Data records

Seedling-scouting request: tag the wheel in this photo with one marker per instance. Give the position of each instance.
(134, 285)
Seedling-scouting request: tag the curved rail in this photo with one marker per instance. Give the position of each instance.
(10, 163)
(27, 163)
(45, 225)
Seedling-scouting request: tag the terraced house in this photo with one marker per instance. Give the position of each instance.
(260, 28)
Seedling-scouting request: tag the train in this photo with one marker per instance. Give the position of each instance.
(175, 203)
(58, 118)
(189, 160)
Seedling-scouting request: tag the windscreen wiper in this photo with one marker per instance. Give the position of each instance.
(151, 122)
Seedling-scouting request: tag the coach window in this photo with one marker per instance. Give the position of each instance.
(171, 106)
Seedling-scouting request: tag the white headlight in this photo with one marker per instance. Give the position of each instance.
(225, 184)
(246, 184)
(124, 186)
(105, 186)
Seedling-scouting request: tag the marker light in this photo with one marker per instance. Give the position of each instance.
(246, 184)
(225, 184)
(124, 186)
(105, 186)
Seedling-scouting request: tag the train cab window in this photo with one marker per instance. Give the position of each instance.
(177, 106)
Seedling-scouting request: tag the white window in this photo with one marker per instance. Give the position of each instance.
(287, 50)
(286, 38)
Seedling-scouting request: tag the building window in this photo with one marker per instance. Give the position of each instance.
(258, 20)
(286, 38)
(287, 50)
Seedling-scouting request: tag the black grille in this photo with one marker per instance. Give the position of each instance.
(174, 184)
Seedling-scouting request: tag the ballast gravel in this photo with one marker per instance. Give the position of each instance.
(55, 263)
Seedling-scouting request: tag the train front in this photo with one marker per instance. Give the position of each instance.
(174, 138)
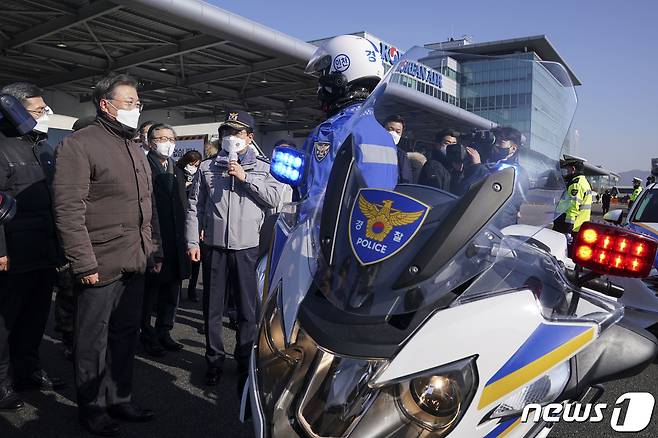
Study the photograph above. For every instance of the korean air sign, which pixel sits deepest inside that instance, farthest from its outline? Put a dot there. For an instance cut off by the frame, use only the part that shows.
(391, 55)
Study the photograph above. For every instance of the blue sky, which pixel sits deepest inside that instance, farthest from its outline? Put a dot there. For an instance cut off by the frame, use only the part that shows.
(611, 45)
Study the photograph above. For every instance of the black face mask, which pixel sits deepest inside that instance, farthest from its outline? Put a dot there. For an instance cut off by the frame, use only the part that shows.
(121, 129)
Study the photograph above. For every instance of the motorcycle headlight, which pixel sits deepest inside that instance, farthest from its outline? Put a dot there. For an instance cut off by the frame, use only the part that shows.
(437, 399)
(542, 391)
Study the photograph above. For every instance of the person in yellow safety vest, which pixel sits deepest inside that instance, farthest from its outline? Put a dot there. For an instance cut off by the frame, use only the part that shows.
(575, 207)
(637, 189)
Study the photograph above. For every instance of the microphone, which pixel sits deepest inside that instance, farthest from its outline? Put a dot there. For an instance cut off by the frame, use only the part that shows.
(232, 156)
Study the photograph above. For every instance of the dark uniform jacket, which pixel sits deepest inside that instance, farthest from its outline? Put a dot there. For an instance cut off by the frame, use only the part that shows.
(103, 203)
(26, 169)
(171, 202)
(435, 172)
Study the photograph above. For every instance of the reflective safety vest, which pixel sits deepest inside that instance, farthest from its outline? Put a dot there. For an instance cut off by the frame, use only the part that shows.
(576, 203)
(636, 193)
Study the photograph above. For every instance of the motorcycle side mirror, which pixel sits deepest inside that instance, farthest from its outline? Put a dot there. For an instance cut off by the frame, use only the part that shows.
(614, 217)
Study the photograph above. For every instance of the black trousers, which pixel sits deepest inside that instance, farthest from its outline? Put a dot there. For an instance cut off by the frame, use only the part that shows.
(194, 277)
(24, 306)
(65, 306)
(163, 296)
(235, 270)
(107, 320)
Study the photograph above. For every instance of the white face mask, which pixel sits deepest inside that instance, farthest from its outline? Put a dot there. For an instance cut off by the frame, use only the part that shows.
(233, 144)
(396, 137)
(42, 122)
(165, 149)
(129, 118)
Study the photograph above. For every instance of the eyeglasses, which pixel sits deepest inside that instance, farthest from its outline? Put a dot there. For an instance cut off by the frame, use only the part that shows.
(163, 139)
(131, 104)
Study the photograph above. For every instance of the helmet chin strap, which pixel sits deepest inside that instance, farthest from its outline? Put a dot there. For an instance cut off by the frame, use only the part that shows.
(352, 97)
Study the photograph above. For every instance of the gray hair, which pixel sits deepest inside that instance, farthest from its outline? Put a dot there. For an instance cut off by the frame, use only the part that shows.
(22, 91)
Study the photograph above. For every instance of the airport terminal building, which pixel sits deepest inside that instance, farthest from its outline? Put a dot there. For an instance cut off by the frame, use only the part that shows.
(196, 61)
(492, 80)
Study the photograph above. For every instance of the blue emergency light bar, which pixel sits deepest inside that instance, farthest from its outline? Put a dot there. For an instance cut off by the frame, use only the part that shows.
(287, 165)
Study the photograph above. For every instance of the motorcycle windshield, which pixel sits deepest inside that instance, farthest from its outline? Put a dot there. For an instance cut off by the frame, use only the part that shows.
(383, 249)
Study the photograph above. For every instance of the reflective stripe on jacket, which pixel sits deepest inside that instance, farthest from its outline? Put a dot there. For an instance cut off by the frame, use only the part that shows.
(636, 193)
(578, 200)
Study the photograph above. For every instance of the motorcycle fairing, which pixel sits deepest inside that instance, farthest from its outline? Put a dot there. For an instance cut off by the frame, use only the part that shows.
(547, 346)
(382, 222)
(517, 335)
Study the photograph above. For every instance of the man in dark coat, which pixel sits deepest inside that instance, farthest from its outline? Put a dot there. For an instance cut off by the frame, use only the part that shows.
(163, 288)
(29, 251)
(108, 227)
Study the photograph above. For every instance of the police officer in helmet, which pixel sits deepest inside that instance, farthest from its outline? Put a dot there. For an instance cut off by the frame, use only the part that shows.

■ WORK TO BE COMPLETED ■
Leaving out any images, restate every record word for word.

■ WRITTEN ANSWER ■
Seedling-scouting request: tag the wheel in this photo with one marker per instance. Give the position of each instance.
(134, 285)
Seedling-scouting request: tag the curved rail in this photo with one marker per instance. Give the position of each instance.
(10, 163)
(27, 163)
(45, 225)
Seedling-scouting request: tag the terraced house in this photo with one marker per instance. Give the position of each instance.
(260, 28)
Seedling-scouting request: tag the train in this photo with one marker per instance. Give the position of each instance.
(175, 203)
(58, 118)
(189, 160)
Seedling-scouting request: tag the windscreen wiper in this photo with one marker per instance. Give the position of each instance.
(151, 122)
Seedling-scouting request: tag the coach window in this photo with one marker per instance. Give the position of each instance.
(171, 106)
Seedling-scouting request: tag the white headlight in this photo with one marker per instance. Give the position of each instance.
(225, 184)
(246, 184)
(124, 186)
(105, 186)
Seedling-scouting request: tag the marker light in this photo with one marker per instance. Give the position of each instance.
(246, 184)
(225, 184)
(124, 186)
(105, 186)
Seedling-scouting request: tag the train cab window in this photo with one marker per instance. Give the position of each instance.
(177, 106)
Seedling-scouting request: tag the white window in this photo with one marker per instance. Give the position of each instance.
(287, 50)
(286, 38)
Seedling-scouting request: tag the building window in this photo with one marker per instance. Give the position of each instance.
(258, 20)
(286, 38)
(287, 50)
Seedling-scouting request: tag the black grille in this photo with one marker per instance. Give the position of each instance.
(174, 184)
Seedling-scouting request: tag the ballast gravel in this photo with one marker per instance. Give the position of each instance.
(55, 263)
Seedling-scouting request: tag the train front in this photo with one marker per instance. Give the position of each instance.
(174, 138)
Study the photograph above. For every instance of the korean air sign, which pixel sits deepest inside that instance, farthest from its outline? Put a dot there. For an instance cut off by the frame, use only the part that shows.
(391, 55)
Study the photograph above. For every instance of the blue sky, which pixel sits deepest inside that instance, farthest from its outline? Put a dot there. For an instance cut off by the frame, use only the part that shows.
(611, 45)
Study the photograph above. For every instance of the black face mask, which pixel sits deepest inside that instance, farthest from its outline? Put a dot there. For an instance cut off by the frame, use only the part that shows.
(121, 129)
Study the photograph above. For every instance of the motorcycle headlight, which pixel sits deepest inside that instance, farthest from its outline? Put a dot there. For an instance cut off by the frame, use only the part that shows.
(437, 399)
(542, 391)
Study the photograph above. For every instance of the person in yellow safety vest, which pixel sits deepest inside that instance, farthest from its outline? Put a dot there. For an instance cut off by the frame, use only the part that shows.
(575, 207)
(637, 189)
Study the photograph above. For every instance of the microphone, which pixel sits deepest inside that instance, farthest from its outline? Put a dot there. For an instance cut off by the frame, use only the part that shows.
(232, 156)
Study the photograph above. For every instance of the dark uniform jacket, which pixel sits deepest inside that instance, farthest from its outline? Put a dot there. For an instance cut off by the frame, use only the part that shows.
(103, 203)
(26, 169)
(171, 202)
(435, 172)
Study the photograph above. For every instance of the reflective safety vest, which pixel sits deepest inside that instance, farthest from its outline? Put a dot there. For an instance cut off by the frame, use only the part that shows.
(576, 203)
(636, 193)
Study the photograph above. For every instance of the motorcycle side mirror, which pixel sits deepest inside that instance, farthest from its outline? Put a dot there. For an instance cut off by the frame, use only the part that shows.
(614, 217)
Study the photograph above. For every instance of the black trousers, which pixel sits deepest inside that instance, farthest from its outline? Put a dot there. For an instance cut off by the frame, use only the part that shows.
(194, 277)
(24, 306)
(65, 306)
(163, 296)
(235, 270)
(107, 320)
Study the photograph above. For every instance of the white face mask, which pixel sits deepest inside that instance, farthest from its outline? Put a dot there. For an instance cut off by the frame, use only the part that shows.
(233, 144)
(396, 137)
(42, 122)
(165, 149)
(129, 118)
Study the photograph above. For every instance of the eyeglasses, which pixel sits deepest inside that instance, farthest from its outline? Put a dot there. For an instance cut off by the frame, use only the part that shows.
(163, 139)
(131, 104)
Study the photograph above. For every instance of the helmet chin strap, which pixel sits deepest inside that instance, farthest from its outline? Put a dot there. For an instance cut off by the frame, use only the part that shows.
(352, 97)
Study the photograph above. For every instance of the gray hair, which pixel sits deepest inside that instance, farthest from its outline? Put a dot there. For an instance cut off by the frame, use only the part that shows.
(22, 91)
Study the photograph above. For every instance of the airport terminal building, which pixel sits deepest inside that instance, farthest from its outline? Put a dot there. For an instance cut off by the frame, use only the part that shows.
(196, 61)
(492, 80)
Study the photograph above. For every instance of the blue emergency light bar, which pixel sits deepest inside that instance, farthest from its outline? Put a dot there. For an instance cut off by the frame, use only the part that shows.
(287, 165)
Study the photograph above. For every instance of the motorcycle windshield, which pixel sits deepest inside that instance, farthest from its outline? Put a dot there. For an instance cut off by the frame, use only the part that shows.
(383, 249)
Study the photograph above. For every instance of the reflective stripe on jacket, which pixel sits deepest inside that instance, farthest from its outline? Put a dot there. For an instance cut off by the frame, use only the part that shows.
(636, 193)
(578, 200)
Study the photograph above. For every instance of the motorcycle fairing, which pixel sits deepest inside that instance, farthest from its outline? Put a dot there. For an instance cut off by the frame, use only the part that shows.
(547, 346)
(382, 222)
(517, 335)
Study the photograph above. For every instance of the man in dark coat, which pixel sits deepest inside that instance, farthest from its outline? Put a dot there. For an instance cut off by the frame, use only the part that shows.
(163, 288)
(29, 251)
(108, 227)
Study the photograph above. For every instance of the police officer in helmet, which pixel sits deepest inside that instance, farthest from its outline? Put a dot there. For an instance cut off by the frame, use only the part that shows.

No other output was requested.